====== Available records ======
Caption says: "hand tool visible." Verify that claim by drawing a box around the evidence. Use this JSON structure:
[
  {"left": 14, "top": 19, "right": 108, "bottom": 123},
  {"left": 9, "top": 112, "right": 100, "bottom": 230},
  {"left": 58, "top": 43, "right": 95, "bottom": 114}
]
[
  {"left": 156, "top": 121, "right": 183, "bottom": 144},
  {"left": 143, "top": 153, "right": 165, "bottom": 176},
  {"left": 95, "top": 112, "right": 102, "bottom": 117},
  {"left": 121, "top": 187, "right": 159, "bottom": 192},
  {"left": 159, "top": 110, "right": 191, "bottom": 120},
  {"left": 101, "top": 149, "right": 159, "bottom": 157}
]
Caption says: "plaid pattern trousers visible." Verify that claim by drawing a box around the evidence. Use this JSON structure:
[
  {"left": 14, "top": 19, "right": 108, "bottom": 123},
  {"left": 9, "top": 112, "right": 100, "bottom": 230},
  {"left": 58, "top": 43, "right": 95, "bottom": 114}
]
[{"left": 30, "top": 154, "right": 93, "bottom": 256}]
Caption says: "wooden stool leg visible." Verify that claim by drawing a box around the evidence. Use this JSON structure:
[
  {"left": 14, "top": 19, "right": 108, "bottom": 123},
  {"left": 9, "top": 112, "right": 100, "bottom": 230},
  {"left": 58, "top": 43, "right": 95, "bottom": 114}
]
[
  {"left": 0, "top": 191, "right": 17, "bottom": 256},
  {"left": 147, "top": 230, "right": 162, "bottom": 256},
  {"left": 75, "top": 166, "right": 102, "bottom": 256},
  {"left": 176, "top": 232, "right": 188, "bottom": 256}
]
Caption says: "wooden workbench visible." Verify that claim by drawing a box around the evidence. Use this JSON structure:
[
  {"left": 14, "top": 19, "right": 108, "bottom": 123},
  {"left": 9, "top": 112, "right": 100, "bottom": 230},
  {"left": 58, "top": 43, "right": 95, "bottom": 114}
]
======
__Work required__: Would you restate every record word for word?

__Written response__:
Caption says: "hand tool visible." Verify that claim by drawing a box around the evidence. Use this JSON structure:
[
  {"left": 14, "top": 19, "right": 108, "bottom": 123},
  {"left": 9, "top": 112, "right": 100, "bottom": 230},
  {"left": 58, "top": 43, "right": 95, "bottom": 114}
]
[
  {"left": 156, "top": 121, "right": 183, "bottom": 144},
  {"left": 143, "top": 153, "right": 165, "bottom": 176},
  {"left": 95, "top": 112, "right": 102, "bottom": 117},
  {"left": 121, "top": 187, "right": 159, "bottom": 192},
  {"left": 159, "top": 110, "right": 191, "bottom": 120},
  {"left": 101, "top": 149, "right": 159, "bottom": 157}
]
Caption says: "plaid pattern trousers visible." Verify that claim by drawing a box around the evidence. Use this JSON structure:
[
  {"left": 14, "top": 19, "right": 108, "bottom": 123},
  {"left": 9, "top": 112, "right": 100, "bottom": 230},
  {"left": 58, "top": 43, "right": 95, "bottom": 114}
]
[{"left": 30, "top": 154, "right": 93, "bottom": 256}]
Caption says: "wooden stool leg visible." Verify that claim by drawing a box around the evidence. Use this JSON structure:
[
  {"left": 14, "top": 19, "right": 108, "bottom": 123},
  {"left": 9, "top": 112, "right": 100, "bottom": 230},
  {"left": 58, "top": 43, "right": 95, "bottom": 114}
]
[
  {"left": 0, "top": 191, "right": 17, "bottom": 256},
  {"left": 147, "top": 230, "right": 162, "bottom": 256},
  {"left": 75, "top": 166, "right": 102, "bottom": 256},
  {"left": 176, "top": 232, "right": 188, "bottom": 256}
]
Caption says: "wooden workbench visible." Verify that claim by drawing a box around the evidence. Use this JSON structure:
[
  {"left": 14, "top": 19, "right": 108, "bottom": 123},
  {"left": 9, "top": 112, "right": 100, "bottom": 230},
  {"left": 58, "top": 43, "right": 95, "bottom": 114}
]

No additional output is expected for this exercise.